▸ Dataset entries
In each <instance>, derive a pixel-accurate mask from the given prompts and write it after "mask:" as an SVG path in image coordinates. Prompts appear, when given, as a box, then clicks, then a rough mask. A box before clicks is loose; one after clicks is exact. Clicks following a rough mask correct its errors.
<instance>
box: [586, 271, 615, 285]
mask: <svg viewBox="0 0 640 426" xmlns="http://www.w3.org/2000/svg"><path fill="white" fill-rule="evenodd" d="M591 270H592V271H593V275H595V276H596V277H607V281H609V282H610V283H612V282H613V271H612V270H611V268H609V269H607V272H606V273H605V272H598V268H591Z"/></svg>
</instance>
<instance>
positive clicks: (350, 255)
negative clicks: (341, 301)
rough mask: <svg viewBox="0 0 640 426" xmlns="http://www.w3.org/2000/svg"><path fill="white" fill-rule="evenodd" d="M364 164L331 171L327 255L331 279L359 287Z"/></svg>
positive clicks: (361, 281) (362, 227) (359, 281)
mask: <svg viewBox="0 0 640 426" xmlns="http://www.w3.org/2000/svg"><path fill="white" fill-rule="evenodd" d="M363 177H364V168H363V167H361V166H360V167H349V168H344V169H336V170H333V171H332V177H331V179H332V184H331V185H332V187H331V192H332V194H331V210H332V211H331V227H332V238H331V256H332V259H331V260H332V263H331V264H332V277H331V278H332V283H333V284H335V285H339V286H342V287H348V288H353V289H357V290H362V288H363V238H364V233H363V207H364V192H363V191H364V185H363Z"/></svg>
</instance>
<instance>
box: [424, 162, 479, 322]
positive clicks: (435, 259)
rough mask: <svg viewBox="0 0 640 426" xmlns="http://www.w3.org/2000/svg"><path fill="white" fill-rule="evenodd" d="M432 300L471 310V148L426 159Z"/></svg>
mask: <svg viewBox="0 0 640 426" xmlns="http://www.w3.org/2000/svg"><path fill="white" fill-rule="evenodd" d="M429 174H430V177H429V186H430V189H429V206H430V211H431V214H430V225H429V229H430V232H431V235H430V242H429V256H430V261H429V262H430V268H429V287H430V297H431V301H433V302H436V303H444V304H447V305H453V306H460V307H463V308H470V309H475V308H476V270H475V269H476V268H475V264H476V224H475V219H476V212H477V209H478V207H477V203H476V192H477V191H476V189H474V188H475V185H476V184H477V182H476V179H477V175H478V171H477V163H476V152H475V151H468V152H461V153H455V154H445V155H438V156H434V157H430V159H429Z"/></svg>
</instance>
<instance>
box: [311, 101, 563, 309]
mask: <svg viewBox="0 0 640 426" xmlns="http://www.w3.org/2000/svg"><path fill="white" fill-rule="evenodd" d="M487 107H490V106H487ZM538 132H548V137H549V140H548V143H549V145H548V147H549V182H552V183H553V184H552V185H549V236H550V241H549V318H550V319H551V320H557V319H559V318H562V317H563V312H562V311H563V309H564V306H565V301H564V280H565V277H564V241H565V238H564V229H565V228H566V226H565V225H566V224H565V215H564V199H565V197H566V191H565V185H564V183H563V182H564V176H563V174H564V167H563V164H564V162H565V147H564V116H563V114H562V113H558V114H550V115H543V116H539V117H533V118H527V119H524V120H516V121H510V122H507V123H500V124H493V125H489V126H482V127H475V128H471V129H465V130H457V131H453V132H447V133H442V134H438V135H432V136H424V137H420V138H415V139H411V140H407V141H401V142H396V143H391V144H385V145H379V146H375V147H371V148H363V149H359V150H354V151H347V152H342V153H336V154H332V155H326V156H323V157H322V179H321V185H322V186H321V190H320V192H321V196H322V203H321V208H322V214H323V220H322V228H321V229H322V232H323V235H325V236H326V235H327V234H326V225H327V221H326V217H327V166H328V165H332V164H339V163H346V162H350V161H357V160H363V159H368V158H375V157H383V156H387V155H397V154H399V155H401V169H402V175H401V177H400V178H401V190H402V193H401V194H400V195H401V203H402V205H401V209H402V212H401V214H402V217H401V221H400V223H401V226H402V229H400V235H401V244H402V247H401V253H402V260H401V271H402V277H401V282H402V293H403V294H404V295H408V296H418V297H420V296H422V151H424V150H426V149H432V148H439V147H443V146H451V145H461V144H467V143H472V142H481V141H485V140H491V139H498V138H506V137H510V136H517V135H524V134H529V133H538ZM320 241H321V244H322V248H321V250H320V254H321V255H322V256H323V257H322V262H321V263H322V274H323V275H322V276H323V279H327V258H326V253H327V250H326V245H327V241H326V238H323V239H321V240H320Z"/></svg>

▸ ACTIVITY
Copy every record verbatim.

▸ PROBLEM SOLUTION
In each <instance>, derive a pixel-accurate mask from the given prompts and write it after "mask:" as an SVG path in image coordinates. Prompts appear, when given, as a box, then clicks, then a rough mask. A box before clicks is loose; one after clicks is exact. Clicks following a rough mask correct its errors.
<instance>
box: [586, 271, 615, 285]
mask: <svg viewBox="0 0 640 426" xmlns="http://www.w3.org/2000/svg"><path fill="white" fill-rule="evenodd" d="M591 270H592V271H593V275H595V276H596V277H607V281H609V282H610V283H612V282H613V271H612V270H611V268H609V269H607V272H606V273H605V272H598V268H591Z"/></svg>
</instance>
<instance>
positive clicks: (350, 255)
negative clicks: (341, 301)
rough mask: <svg viewBox="0 0 640 426" xmlns="http://www.w3.org/2000/svg"><path fill="white" fill-rule="evenodd" d="M364 164L331 171L327 255L331 279L359 287Z"/></svg>
positive clicks: (361, 281) (362, 227) (359, 281)
mask: <svg viewBox="0 0 640 426" xmlns="http://www.w3.org/2000/svg"><path fill="white" fill-rule="evenodd" d="M363 177H364V168H363V167H361V166H360V167H349V168H344V169H336V170H333V171H332V177H331V179H332V184H331V185H332V187H331V192H332V194H331V210H332V211H331V227H332V238H331V256H332V259H331V260H332V263H331V264H332V277H331V278H332V283H333V284H335V285H339V286H342V287H348V288H353V289H357V290H362V288H363V238H364V233H363V207H364V192H363V191H364V185H363Z"/></svg>
</instance>
<instance>
box: [424, 162, 479, 322]
positive clicks: (435, 259)
rough mask: <svg viewBox="0 0 640 426" xmlns="http://www.w3.org/2000/svg"><path fill="white" fill-rule="evenodd" d="M432 300L471 310V148L426 159Z"/></svg>
mask: <svg viewBox="0 0 640 426" xmlns="http://www.w3.org/2000/svg"><path fill="white" fill-rule="evenodd" d="M429 174H430V177H429V186H430V189H429V206H430V211H431V214H430V225H429V229H430V232H431V235H430V242H429V256H430V261H429V262H430V268H429V287H430V297H431V301H433V302H436V303H444V304H447V305H453V306H460V307H463V308H470V309H475V308H476V270H475V269H476V268H475V264H476V224H475V219H476V212H477V209H478V207H477V203H476V192H477V191H476V189H474V188H475V185H476V184H477V182H476V179H477V175H478V171H477V163H476V152H475V151H468V152H461V153H455V154H445V155H438V156H434V157H430V159H429Z"/></svg>
</instance>
<instance>
box: [311, 101, 563, 309]
mask: <svg viewBox="0 0 640 426" xmlns="http://www.w3.org/2000/svg"><path fill="white" fill-rule="evenodd" d="M487 107H490V106H487ZM538 132H548V137H549V140H548V143H549V145H548V147H549V182H552V183H553V184H552V185H549V236H550V241H549V318H550V319H551V320H557V319H559V318H562V317H563V312H562V311H563V309H564V306H565V301H564V280H565V277H564V241H565V238H564V229H565V228H566V226H565V225H566V224H565V215H564V199H565V197H566V191H565V185H564V183H563V182H564V176H563V174H564V167H563V164H564V162H565V147H564V116H563V114H562V113H558V114H550V115H543V116H539V117H533V118H527V119H524V120H516V121H510V122H507V123H500V124H493V125H489V126H482V127H475V128H471V129H465V130H457V131H453V132H447V133H442V134H438V135H432V136H424V137H420V138H415V139H411V140H407V141H401V142H396V143H391V144H385V145H379V146H375V147H371V148H363V149H359V150H354V151H347V152H342V153H336V154H332V155H326V156H323V157H322V179H321V185H322V186H321V190H320V192H321V196H322V203H321V208H322V214H323V220H322V228H321V229H322V232H323V235H325V236H326V235H327V234H326V225H327V221H326V217H327V166H328V165H332V164H339V163H346V162H350V161H357V160H363V159H368V158H375V157H383V156H387V155H397V154H399V155H401V169H402V175H401V177H400V178H401V190H402V193H401V194H400V195H401V203H402V205H401V209H402V212H401V214H402V217H401V221H400V223H401V226H402V229H400V235H401V244H402V247H401V253H402V260H401V271H402V277H401V282H402V293H403V294H404V295H408V296H418V297H420V296H422V151H424V150H426V149H432V148H439V147H443V146H451V145H461V144H467V143H472V142H481V141H485V140H491V139H498V138H506V137H510V136H517V135H524V134H529V133H538ZM320 241H321V244H322V248H321V250H320V254H321V255H322V256H323V257H322V262H321V263H322V274H323V275H322V276H323V279H327V258H326V253H327V250H326V245H327V241H326V238H323V239H321V240H320Z"/></svg>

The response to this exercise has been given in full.